• What needs to be done
Write out, word for word, only the lines from the one containing "Target: black hair" through the final line of the data.

• Given records
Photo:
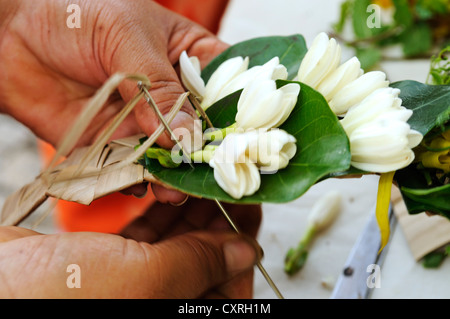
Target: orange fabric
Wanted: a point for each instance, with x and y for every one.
(111, 213)
(108, 214)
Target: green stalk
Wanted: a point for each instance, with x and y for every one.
(296, 257)
(219, 134)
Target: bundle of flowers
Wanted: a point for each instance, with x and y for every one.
(286, 117)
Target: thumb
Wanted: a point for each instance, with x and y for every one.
(148, 51)
(193, 263)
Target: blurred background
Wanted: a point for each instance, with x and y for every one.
(22, 156)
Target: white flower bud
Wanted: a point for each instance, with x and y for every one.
(226, 72)
(271, 70)
(343, 75)
(325, 211)
(272, 150)
(382, 102)
(322, 58)
(380, 137)
(382, 145)
(262, 105)
(190, 75)
(357, 90)
(234, 172)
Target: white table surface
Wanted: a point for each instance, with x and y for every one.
(283, 225)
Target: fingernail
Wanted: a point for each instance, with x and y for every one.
(241, 255)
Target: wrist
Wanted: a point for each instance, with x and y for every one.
(7, 11)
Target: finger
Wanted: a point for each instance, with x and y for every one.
(110, 266)
(210, 259)
(138, 191)
(164, 220)
(8, 233)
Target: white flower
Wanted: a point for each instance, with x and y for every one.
(234, 172)
(379, 103)
(190, 75)
(381, 140)
(325, 211)
(231, 76)
(221, 77)
(322, 58)
(343, 75)
(262, 105)
(354, 92)
(239, 159)
(272, 150)
(381, 146)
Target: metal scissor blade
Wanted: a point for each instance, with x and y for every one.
(363, 258)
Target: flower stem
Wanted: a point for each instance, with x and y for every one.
(296, 257)
(219, 134)
(382, 209)
(205, 155)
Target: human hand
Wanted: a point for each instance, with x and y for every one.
(171, 252)
(50, 71)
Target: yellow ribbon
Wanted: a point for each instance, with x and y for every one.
(382, 210)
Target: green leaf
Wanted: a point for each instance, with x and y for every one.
(436, 197)
(416, 40)
(368, 57)
(430, 104)
(403, 15)
(323, 149)
(419, 196)
(433, 259)
(290, 50)
(359, 19)
(344, 13)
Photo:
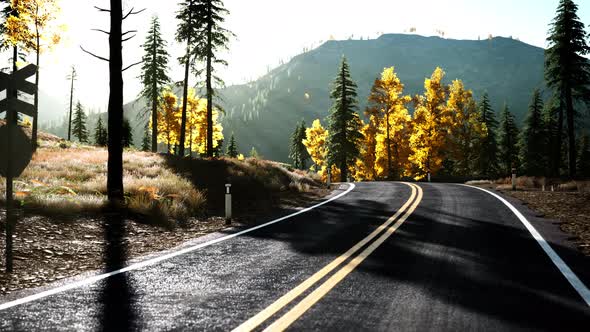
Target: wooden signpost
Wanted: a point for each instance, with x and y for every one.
(15, 147)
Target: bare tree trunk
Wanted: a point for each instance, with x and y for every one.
(71, 105)
(185, 95)
(115, 111)
(571, 134)
(154, 102)
(36, 100)
(209, 86)
(389, 170)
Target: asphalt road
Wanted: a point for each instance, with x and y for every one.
(453, 258)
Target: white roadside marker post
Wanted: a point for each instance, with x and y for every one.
(513, 179)
(228, 204)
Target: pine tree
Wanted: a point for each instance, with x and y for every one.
(567, 71)
(467, 130)
(79, 126)
(488, 154)
(146, 141)
(100, 134)
(232, 148)
(583, 162)
(298, 151)
(127, 134)
(553, 137)
(532, 140)
(254, 154)
(72, 77)
(209, 39)
(508, 139)
(154, 74)
(388, 104)
(345, 126)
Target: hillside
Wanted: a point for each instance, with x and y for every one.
(263, 113)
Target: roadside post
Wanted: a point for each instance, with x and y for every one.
(15, 147)
(228, 204)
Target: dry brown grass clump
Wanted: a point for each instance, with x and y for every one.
(537, 183)
(73, 180)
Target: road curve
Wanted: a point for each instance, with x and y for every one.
(427, 257)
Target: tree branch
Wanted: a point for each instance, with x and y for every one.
(131, 12)
(103, 31)
(135, 64)
(102, 9)
(128, 32)
(94, 55)
(126, 39)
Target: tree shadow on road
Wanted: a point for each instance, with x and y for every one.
(117, 295)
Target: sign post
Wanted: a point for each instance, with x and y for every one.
(15, 146)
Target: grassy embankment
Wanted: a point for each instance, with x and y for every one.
(70, 179)
(565, 202)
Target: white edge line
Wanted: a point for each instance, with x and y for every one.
(155, 260)
(571, 277)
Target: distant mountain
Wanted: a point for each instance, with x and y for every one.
(263, 113)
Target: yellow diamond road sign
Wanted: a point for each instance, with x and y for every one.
(21, 150)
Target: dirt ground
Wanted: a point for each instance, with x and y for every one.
(47, 249)
(572, 209)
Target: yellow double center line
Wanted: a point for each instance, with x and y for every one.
(298, 310)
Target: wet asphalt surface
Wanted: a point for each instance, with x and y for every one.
(461, 262)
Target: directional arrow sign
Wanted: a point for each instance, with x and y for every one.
(21, 151)
(24, 73)
(18, 80)
(17, 105)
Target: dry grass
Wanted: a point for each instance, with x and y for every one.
(538, 183)
(73, 180)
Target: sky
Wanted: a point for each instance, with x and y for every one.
(269, 31)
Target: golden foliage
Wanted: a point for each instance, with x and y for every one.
(431, 126)
(467, 130)
(34, 28)
(169, 121)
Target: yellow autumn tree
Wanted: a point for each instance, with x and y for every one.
(315, 143)
(168, 119)
(365, 164)
(34, 29)
(388, 104)
(467, 130)
(431, 126)
(197, 124)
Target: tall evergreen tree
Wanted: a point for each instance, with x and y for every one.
(154, 74)
(567, 71)
(79, 125)
(127, 134)
(101, 137)
(146, 141)
(488, 155)
(344, 122)
(232, 148)
(72, 77)
(584, 157)
(508, 139)
(298, 152)
(186, 32)
(209, 39)
(533, 154)
(553, 137)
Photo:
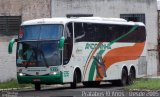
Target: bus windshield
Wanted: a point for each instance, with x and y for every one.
(38, 54)
(41, 32)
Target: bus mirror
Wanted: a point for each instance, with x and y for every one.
(61, 42)
(10, 46)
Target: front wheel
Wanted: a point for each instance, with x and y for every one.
(37, 86)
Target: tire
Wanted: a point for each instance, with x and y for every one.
(91, 84)
(37, 86)
(124, 78)
(131, 77)
(74, 83)
(123, 81)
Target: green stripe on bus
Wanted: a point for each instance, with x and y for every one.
(93, 66)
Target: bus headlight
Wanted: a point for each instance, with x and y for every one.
(21, 74)
(53, 73)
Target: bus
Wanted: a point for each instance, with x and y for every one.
(85, 50)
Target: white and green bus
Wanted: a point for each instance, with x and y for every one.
(84, 49)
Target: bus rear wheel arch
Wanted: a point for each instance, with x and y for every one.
(124, 78)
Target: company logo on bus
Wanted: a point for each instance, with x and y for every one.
(21, 33)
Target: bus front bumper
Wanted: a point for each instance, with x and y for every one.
(42, 79)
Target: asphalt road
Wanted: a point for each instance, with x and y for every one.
(64, 91)
(104, 90)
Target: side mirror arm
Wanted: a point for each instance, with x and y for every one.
(61, 42)
(10, 46)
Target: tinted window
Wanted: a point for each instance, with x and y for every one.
(87, 32)
(34, 32)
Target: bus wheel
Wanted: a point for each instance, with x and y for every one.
(37, 86)
(91, 84)
(132, 76)
(74, 83)
(124, 78)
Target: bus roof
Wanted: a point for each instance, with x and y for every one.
(65, 20)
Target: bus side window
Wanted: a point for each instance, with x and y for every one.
(68, 45)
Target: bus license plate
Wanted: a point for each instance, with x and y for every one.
(36, 80)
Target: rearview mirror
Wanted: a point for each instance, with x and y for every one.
(10, 46)
(61, 42)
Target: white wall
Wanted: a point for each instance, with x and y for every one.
(113, 8)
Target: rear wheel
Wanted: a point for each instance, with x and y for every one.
(123, 80)
(91, 84)
(37, 86)
(132, 76)
(74, 83)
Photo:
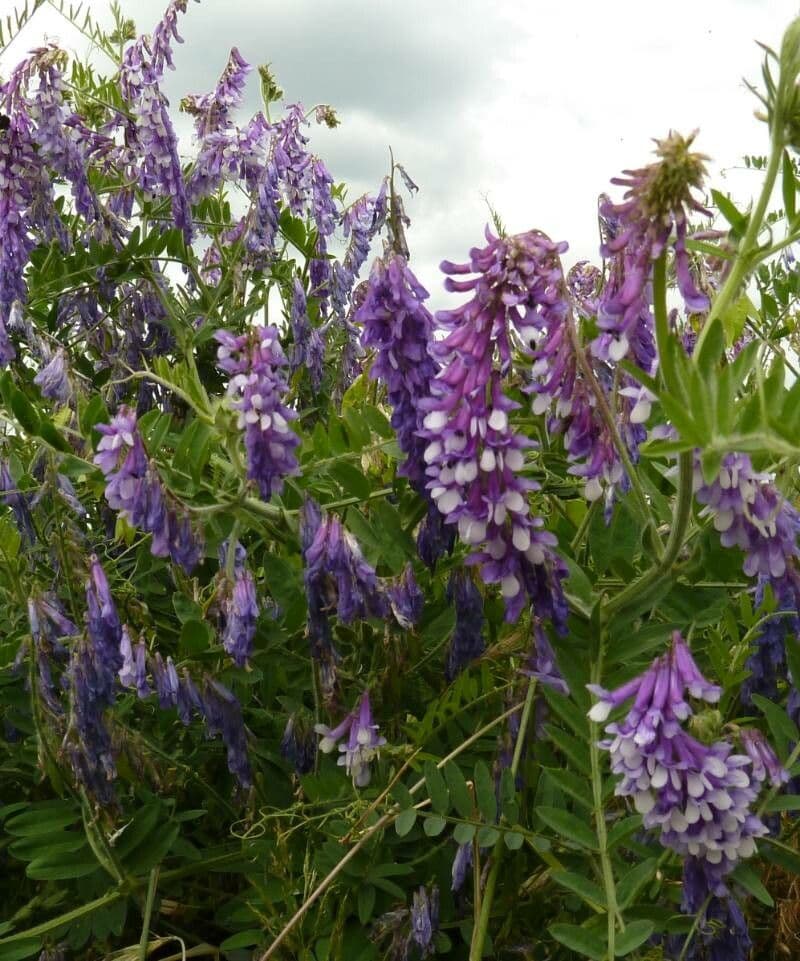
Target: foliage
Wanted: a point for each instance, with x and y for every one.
(233, 467)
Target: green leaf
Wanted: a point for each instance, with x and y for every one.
(745, 876)
(464, 833)
(437, 788)
(366, 902)
(573, 785)
(780, 724)
(243, 939)
(634, 935)
(484, 792)
(405, 821)
(581, 885)
(568, 826)
(459, 792)
(433, 826)
(631, 883)
(514, 841)
(586, 943)
(17, 950)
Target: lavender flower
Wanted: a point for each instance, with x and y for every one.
(362, 744)
(473, 456)
(143, 63)
(133, 672)
(257, 386)
(223, 716)
(467, 641)
(424, 920)
(698, 796)
(659, 198)
(134, 489)
(239, 615)
(406, 599)
(399, 327)
(298, 746)
(211, 112)
(53, 380)
(12, 497)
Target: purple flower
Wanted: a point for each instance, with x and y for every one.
(298, 746)
(53, 379)
(239, 613)
(467, 642)
(462, 862)
(658, 199)
(765, 761)
(133, 672)
(698, 796)
(223, 716)
(399, 327)
(12, 497)
(406, 599)
(424, 920)
(362, 741)
(211, 112)
(155, 141)
(134, 488)
(257, 386)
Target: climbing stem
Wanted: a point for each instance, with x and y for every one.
(654, 576)
(481, 928)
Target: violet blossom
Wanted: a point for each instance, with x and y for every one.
(699, 797)
(134, 488)
(361, 742)
(255, 361)
(474, 456)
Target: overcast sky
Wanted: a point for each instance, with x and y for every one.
(531, 105)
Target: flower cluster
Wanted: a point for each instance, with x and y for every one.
(133, 487)
(698, 796)
(750, 513)
(257, 385)
(238, 606)
(467, 642)
(360, 741)
(153, 136)
(94, 664)
(474, 457)
(658, 199)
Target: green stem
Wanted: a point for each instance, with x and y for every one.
(148, 913)
(482, 926)
(653, 577)
(746, 253)
(607, 870)
(611, 425)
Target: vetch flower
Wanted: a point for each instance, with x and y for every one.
(257, 386)
(361, 741)
(698, 796)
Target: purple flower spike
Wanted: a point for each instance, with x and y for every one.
(699, 796)
(474, 457)
(134, 489)
(765, 760)
(362, 744)
(406, 599)
(257, 387)
(239, 612)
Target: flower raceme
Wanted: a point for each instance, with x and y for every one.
(360, 741)
(134, 488)
(474, 456)
(698, 796)
(255, 361)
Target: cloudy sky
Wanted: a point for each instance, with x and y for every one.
(531, 105)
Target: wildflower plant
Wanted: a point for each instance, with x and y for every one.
(334, 626)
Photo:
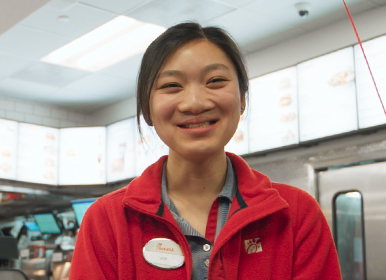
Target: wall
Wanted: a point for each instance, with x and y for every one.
(36, 113)
(299, 166)
(118, 111)
(333, 37)
(336, 36)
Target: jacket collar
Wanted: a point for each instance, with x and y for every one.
(254, 189)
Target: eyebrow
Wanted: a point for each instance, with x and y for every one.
(208, 68)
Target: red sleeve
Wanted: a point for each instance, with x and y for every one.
(95, 254)
(315, 253)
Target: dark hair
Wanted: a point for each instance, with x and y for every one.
(167, 43)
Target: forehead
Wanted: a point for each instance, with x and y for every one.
(196, 53)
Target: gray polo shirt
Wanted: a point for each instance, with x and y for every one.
(200, 246)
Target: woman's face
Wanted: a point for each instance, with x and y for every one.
(195, 100)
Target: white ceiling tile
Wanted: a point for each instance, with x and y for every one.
(12, 12)
(24, 90)
(29, 43)
(170, 12)
(81, 20)
(236, 3)
(116, 6)
(10, 64)
(286, 12)
(71, 99)
(337, 15)
(247, 31)
(272, 40)
(378, 2)
(104, 86)
(127, 69)
(50, 74)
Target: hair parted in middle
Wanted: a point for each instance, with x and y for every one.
(167, 43)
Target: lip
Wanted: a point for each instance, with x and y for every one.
(197, 121)
(199, 130)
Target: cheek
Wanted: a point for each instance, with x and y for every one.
(160, 108)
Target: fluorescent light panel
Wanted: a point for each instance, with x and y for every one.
(106, 45)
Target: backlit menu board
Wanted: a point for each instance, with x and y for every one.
(149, 148)
(239, 143)
(370, 110)
(121, 150)
(8, 149)
(38, 154)
(327, 97)
(273, 120)
(82, 156)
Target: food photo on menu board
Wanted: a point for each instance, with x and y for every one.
(273, 119)
(148, 148)
(121, 150)
(370, 111)
(239, 143)
(327, 95)
(82, 156)
(8, 149)
(38, 159)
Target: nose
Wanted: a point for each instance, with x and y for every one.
(195, 100)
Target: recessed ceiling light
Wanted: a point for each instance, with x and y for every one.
(108, 44)
(64, 18)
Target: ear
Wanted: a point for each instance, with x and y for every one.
(242, 104)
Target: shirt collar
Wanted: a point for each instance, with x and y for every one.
(228, 191)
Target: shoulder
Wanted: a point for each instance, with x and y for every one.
(297, 199)
(107, 204)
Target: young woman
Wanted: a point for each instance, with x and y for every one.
(201, 213)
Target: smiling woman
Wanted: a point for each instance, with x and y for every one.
(201, 213)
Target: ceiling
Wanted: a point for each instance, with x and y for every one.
(29, 30)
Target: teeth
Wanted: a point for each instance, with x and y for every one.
(206, 124)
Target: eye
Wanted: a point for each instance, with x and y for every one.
(217, 80)
(170, 85)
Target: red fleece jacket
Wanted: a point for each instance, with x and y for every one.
(285, 222)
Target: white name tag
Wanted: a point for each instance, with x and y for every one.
(163, 253)
(57, 257)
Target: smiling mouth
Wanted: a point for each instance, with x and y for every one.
(199, 125)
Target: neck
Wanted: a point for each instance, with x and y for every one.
(203, 177)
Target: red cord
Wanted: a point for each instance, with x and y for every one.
(363, 51)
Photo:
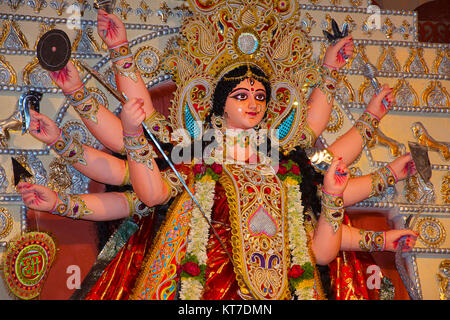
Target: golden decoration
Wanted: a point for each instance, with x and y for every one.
(220, 40)
(59, 178)
(442, 61)
(351, 23)
(32, 67)
(445, 188)
(396, 148)
(436, 96)
(22, 159)
(336, 120)
(345, 91)
(431, 232)
(143, 10)
(100, 96)
(89, 36)
(404, 94)
(388, 28)
(148, 61)
(328, 18)
(259, 224)
(443, 278)
(43, 28)
(358, 59)
(6, 223)
(6, 67)
(387, 60)
(37, 5)
(412, 189)
(310, 22)
(425, 139)
(14, 4)
(406, 26)
(366, 92)
(355, 3)
(12, 26)
(416, 56)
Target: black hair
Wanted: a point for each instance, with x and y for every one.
(226, 85)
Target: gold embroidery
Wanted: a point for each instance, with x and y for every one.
(259, 227)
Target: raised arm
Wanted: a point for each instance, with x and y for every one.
(101, 122)
(354, 239)
(145, 176)
(95, 164)
(349, 145)
(321, 99)
(361, 188)
(93, 206)
(128, 79)
(326, 239)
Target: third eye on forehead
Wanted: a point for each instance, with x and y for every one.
(259, 90)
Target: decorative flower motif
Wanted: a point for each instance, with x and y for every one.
(216, 168)
(199, 169)
(191, 268)
(295, 272)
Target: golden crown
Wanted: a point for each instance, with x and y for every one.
(222, 35)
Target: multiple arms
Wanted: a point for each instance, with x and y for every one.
(126, 133)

• Written solution
Target: black hair
Wanted: a point for each instance, with x and y for every one.
(226, 85)
Target: gold embroidery
Wanted: a point for each instance, with x and y for every one.
(259, 227)
Target: raised arm
Wanted: a point for each instance, with x and y for every one.
(101, 122)
(354, 239)
(145, 176)
(95, 164)
(349, 145)
(321, 99)
(361, 188)
(93, 206)
(128, 79)
(326, 239)
Target: third eye on forehead
Wanted: a point for each instance, with x and y for every one.
(259, 90)
Target: decorative flower motif
Wanted: a point for each instance, with x and y for every one.
(216, 168)
(199, 169)
(191, 268)
(295, 272)
Target: golden crown
Wanted: a point for each instance, with x and y for every one.
(222, 35)
Target: multiple arms
Wanted: a point for each instance, with x and y for every one.
(126, 133)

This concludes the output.